**TEKS DOKUMEN:**

———

Oleh: Badrudin | Guru PPKn di MTs Negeri 3 Bogor
Tidaklah lengkap rasanya
jika kita berkunjung ke Yogyakarta tanpa mengunjungi Malioboro yang terletak di
antara Kraton Ngayogyakarta Hadiningrat dan Tugu Pal Putih. Jalan Malioboro
menjadi tempat oleh-oleh, belanja serta wisata kuliner. Pada malam hari
sepanjang jalan Malioboro akan lebih padat dan ramai lagi karena banyak seniman
yang mengekspresikan kemampuannya seperti musik, pantomim, melukis dan lainnya.
Jalur pedestrian yang dilengkapi dengan beberapa tempat duduk disiapkan
Pemerintah Kota Yogyakarta, agar wisatawan dalam negeri maupun mancanegara
lebih nyaman dan menikmati suasana Malioboro. Kawasan Malioboro selalu padat
dikunjungi wisatawan, meski tidak berbelanja.

———

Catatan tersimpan
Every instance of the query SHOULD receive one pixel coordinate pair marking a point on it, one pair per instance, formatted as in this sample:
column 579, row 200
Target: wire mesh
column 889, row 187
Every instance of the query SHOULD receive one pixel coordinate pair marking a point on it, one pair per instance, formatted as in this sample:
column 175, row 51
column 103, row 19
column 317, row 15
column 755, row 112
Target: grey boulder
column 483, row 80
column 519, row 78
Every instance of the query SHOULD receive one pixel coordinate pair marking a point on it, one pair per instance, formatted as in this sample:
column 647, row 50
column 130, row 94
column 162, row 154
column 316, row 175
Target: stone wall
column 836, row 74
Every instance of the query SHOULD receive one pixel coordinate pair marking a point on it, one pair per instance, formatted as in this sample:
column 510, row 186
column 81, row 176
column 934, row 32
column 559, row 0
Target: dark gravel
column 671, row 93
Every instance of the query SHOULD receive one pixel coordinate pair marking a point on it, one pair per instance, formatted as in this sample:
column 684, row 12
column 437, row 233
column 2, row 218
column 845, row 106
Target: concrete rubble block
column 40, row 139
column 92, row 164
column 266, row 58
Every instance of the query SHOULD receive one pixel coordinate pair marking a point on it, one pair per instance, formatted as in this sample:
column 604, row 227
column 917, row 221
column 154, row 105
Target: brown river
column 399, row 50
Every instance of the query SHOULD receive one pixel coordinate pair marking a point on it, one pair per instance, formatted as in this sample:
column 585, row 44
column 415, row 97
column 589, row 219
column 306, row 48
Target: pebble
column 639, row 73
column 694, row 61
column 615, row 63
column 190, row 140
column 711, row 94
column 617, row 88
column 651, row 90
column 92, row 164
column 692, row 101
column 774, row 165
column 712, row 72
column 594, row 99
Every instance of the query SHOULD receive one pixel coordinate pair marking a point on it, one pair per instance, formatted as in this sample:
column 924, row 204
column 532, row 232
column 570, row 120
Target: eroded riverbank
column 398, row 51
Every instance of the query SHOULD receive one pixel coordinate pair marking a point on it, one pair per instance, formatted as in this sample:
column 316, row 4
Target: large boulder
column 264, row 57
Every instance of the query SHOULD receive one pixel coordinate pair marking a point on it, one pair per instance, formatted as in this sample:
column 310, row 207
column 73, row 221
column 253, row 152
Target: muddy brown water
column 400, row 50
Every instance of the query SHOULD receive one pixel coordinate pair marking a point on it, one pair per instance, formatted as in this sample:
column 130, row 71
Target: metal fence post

———

**PERMINTAAN 1:** Menurut teks tentang Malioboro, Malioboro terletak di antara dua tempat apa?
**PERMINTAAN 2:** Tolong lanjutkan teks tentang Malioboro, dimulai setelah kalimat terakhirnya.
Materi tersebut tidak ada hubungannya dengan teks tentang Malioboro.

**JAWABAN TERTULIS 1:** Di antara Kraton Ngayogyakarta Hadiningrat dan Tugu Pal Putih.

**JAWABAN TERTULIS 2:**
Mengenai penamaan Malioboro, setidaknya ada
empat teori terkait asal usul nama Jalan Malioboro:
1. Teori pertama berpendapat bahwa nama
Malioboro diambil dari gelar John Churchill sebagai Adipati Marlborough Pertama
(1650-1722), jenderal dari Inggris yang paling terkenal pada masanya. Nama ini
digunakan untuk benteng pertahanan inggris di Bengkulu yang dinamakan Benteng
Marlborough. Namun, teori ini dibantah oleh sejarawan Peter Carey yang mengemukakan bahwa tidak mungkin
jalan yang digunakan sebagai jalan utama bagi Kesultanan Yogyakarta berasal
dari nama Inggris.
2. Teori kedua dikemukakan tokoh asal Jogja yang
berpendapat nama Malioboro mungkin berasal dari nama penginapan (pesanggrahan)
yang digunakan Jayengrana (Amir Hamzah) tokoh utama Cerita Menak yang mengadopsi Hikayat
Amir Hamzah.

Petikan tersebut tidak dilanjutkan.